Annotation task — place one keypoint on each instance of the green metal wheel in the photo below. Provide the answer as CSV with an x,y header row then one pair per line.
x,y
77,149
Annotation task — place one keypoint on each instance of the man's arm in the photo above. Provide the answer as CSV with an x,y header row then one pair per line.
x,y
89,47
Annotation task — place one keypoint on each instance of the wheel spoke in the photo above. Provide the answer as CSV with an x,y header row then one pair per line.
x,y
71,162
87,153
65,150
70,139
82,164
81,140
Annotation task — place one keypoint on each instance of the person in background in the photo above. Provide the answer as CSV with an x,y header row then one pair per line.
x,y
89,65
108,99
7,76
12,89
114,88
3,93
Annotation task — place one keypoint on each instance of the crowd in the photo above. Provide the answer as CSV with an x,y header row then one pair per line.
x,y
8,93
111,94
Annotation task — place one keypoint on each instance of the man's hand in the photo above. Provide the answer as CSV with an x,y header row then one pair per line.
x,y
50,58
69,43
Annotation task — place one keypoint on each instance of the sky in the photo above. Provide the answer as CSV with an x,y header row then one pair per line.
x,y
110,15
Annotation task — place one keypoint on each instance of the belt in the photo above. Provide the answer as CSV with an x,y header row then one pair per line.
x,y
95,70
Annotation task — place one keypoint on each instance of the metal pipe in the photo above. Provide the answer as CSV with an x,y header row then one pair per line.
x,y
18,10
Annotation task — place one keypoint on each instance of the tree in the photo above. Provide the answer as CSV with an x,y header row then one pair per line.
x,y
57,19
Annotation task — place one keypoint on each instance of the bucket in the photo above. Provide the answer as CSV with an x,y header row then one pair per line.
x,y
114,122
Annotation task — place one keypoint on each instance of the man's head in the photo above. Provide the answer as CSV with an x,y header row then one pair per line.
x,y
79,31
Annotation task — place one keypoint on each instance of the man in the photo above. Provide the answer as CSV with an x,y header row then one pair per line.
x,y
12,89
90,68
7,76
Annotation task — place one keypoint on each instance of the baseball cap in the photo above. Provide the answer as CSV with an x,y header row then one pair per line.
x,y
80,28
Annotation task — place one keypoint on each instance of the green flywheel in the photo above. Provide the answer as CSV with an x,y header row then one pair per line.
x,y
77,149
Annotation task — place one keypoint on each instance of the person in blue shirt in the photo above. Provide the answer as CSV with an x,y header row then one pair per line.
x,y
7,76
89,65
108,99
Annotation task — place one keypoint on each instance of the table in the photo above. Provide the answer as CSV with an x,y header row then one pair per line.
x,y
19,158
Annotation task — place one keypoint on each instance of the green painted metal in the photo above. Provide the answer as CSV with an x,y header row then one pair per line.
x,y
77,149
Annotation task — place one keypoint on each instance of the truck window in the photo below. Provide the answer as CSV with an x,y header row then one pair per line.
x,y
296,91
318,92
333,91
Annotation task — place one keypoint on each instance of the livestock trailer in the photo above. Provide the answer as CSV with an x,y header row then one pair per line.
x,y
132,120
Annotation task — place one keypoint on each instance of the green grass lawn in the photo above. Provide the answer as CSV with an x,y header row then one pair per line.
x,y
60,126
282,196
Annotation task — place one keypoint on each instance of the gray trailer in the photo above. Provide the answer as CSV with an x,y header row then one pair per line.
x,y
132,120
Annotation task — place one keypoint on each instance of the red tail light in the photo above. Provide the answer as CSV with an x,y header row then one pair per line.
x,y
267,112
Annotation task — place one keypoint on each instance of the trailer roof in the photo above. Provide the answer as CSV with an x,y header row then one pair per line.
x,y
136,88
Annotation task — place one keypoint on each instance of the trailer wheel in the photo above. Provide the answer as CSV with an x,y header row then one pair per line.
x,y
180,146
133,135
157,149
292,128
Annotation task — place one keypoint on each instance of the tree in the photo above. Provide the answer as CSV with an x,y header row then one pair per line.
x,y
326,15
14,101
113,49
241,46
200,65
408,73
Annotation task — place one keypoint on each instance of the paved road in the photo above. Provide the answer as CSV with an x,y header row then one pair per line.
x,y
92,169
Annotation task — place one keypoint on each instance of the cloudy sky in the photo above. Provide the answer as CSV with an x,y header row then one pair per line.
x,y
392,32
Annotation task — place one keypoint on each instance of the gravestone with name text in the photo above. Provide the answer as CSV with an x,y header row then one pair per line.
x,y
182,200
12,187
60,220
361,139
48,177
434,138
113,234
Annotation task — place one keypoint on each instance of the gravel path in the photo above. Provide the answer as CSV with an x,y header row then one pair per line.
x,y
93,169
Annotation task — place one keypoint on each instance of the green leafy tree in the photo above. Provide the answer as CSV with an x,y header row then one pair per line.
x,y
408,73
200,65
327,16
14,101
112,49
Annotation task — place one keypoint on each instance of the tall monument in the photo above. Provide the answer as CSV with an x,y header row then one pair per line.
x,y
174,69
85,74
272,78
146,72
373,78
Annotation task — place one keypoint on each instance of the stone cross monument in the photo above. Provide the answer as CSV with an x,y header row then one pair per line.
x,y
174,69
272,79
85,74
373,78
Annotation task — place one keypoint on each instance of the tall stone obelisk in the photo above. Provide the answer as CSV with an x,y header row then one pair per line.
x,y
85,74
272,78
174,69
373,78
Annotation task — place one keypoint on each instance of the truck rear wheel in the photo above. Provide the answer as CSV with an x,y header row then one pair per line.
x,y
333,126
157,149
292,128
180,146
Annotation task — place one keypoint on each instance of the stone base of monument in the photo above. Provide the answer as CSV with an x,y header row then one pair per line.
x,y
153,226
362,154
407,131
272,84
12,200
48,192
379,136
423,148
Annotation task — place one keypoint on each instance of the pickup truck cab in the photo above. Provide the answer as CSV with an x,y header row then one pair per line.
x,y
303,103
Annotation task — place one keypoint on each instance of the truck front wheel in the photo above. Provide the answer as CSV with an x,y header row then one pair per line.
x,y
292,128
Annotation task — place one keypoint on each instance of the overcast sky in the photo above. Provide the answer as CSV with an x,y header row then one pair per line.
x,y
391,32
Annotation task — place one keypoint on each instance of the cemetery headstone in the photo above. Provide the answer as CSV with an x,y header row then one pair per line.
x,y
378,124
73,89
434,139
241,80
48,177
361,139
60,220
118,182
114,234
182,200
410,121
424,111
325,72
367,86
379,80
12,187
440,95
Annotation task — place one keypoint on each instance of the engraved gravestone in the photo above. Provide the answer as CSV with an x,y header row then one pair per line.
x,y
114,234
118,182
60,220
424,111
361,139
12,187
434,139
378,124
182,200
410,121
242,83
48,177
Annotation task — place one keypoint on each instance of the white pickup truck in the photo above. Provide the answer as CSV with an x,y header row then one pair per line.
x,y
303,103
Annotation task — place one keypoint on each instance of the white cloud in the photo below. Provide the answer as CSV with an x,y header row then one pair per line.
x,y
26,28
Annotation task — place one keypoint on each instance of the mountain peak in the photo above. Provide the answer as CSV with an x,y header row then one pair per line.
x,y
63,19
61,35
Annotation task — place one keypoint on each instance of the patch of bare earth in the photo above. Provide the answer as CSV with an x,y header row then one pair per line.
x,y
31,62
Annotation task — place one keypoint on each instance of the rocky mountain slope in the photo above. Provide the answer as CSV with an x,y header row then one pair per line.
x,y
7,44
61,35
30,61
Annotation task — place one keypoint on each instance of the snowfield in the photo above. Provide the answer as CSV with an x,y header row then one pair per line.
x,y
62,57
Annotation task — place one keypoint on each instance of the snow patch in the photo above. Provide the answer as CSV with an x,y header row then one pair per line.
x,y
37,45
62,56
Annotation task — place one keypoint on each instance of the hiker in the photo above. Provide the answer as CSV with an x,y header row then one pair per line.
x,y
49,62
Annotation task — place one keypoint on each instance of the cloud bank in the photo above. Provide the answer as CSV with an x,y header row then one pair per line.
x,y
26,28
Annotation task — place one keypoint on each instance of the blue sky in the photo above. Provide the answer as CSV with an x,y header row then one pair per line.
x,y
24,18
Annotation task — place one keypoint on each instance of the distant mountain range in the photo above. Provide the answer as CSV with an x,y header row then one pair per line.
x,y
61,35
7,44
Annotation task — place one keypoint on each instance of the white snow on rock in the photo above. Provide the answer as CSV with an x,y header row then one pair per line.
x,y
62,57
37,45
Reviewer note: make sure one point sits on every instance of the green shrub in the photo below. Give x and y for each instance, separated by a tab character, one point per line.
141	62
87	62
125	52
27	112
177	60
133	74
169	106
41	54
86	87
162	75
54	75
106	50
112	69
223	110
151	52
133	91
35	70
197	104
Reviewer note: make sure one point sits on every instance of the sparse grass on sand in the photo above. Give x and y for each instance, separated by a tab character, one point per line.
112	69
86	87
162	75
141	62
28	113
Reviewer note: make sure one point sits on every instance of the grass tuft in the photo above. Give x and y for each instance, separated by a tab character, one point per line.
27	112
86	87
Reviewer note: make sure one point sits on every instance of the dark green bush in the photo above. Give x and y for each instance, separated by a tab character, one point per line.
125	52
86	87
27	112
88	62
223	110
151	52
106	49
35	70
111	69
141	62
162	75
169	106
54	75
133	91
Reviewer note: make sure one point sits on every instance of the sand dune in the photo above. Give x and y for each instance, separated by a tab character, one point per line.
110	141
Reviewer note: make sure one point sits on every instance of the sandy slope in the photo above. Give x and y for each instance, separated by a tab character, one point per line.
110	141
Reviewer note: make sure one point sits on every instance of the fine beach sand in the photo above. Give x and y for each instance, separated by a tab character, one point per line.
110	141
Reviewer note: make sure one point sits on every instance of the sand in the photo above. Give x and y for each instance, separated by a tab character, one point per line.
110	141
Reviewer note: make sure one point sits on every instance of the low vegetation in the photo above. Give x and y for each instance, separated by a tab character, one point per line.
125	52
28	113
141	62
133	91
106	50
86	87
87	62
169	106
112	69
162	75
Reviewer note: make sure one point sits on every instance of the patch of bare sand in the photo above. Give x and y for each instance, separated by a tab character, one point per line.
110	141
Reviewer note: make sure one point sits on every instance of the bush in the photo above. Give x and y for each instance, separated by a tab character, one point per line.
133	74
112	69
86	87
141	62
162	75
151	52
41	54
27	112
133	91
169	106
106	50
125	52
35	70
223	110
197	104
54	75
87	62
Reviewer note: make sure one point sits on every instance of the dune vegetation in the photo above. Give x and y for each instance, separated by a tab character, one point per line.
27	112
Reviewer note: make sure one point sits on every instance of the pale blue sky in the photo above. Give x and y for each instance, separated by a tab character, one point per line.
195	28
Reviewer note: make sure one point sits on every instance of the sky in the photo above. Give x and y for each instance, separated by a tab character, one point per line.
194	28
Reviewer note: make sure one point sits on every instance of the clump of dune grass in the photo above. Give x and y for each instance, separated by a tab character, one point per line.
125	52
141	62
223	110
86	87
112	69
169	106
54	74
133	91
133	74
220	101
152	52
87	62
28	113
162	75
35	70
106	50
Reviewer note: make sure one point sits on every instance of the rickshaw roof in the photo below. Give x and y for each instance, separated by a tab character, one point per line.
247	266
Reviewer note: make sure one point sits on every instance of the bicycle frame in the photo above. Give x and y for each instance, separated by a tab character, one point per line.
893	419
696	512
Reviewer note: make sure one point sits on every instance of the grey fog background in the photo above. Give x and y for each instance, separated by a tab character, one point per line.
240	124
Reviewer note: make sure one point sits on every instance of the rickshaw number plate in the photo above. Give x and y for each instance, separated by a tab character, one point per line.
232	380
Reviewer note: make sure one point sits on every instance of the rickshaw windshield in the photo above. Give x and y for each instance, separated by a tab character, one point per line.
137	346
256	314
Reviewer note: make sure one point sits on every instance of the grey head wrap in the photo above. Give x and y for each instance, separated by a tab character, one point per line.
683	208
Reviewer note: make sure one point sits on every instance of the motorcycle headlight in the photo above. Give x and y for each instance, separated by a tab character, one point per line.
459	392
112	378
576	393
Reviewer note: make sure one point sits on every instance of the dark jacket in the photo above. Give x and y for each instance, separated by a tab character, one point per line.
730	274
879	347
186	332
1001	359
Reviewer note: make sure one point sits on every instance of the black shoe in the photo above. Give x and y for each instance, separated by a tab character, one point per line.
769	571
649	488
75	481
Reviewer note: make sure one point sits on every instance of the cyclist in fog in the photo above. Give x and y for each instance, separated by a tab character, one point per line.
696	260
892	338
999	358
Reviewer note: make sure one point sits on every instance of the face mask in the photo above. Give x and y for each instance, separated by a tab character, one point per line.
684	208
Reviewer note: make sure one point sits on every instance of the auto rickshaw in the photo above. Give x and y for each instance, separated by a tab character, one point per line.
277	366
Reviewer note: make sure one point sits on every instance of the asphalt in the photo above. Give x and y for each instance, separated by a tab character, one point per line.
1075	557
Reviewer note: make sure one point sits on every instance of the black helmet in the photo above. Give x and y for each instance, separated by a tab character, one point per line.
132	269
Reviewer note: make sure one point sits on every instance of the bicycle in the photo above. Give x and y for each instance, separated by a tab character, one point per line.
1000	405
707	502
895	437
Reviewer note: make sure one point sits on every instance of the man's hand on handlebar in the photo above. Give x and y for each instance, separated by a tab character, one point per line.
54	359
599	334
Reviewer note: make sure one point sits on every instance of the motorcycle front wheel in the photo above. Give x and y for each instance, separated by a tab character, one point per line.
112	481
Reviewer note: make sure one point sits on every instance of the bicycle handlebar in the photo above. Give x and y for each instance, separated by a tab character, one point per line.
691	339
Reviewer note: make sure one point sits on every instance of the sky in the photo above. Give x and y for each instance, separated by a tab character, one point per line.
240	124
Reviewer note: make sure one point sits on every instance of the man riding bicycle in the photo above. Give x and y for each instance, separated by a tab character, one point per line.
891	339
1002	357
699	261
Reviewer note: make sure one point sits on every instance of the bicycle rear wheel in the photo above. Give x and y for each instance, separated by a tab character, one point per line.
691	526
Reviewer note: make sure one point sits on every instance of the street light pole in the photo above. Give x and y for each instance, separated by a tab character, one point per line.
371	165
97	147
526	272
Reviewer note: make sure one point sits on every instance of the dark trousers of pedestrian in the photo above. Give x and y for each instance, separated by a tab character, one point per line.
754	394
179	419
* * * * * * *
=== What to produce ===
Starting at the line with "the man riding", copy every line up to and including the last one in the entries above.

=== Solution for this exercise ===
Reviewer note: make sure one point sits on every instance of the man riding bicycle in the photo above. Give x and y for each instance, separated by a tab character, one point per line.
891	339
1002	357
699	261
Reviewer note: make sure one point sits on every instance of the bicycle rear wheel in the photo above. Give x and y for each instance, separated by a tab character, one point per line.
691	526
Reviewer note: make sure one point sits on every instance of the street light pole in the photo above. Give x and y for each instance, separated by a tab character, one point per line.
371	165
97	147
526	272
Reviewer note: make sure one point sits on every instance of the dark trousers of pedestrian in the photo above. Give x and y for each instance, separated by a tab character, one point per line.
754	394
179	419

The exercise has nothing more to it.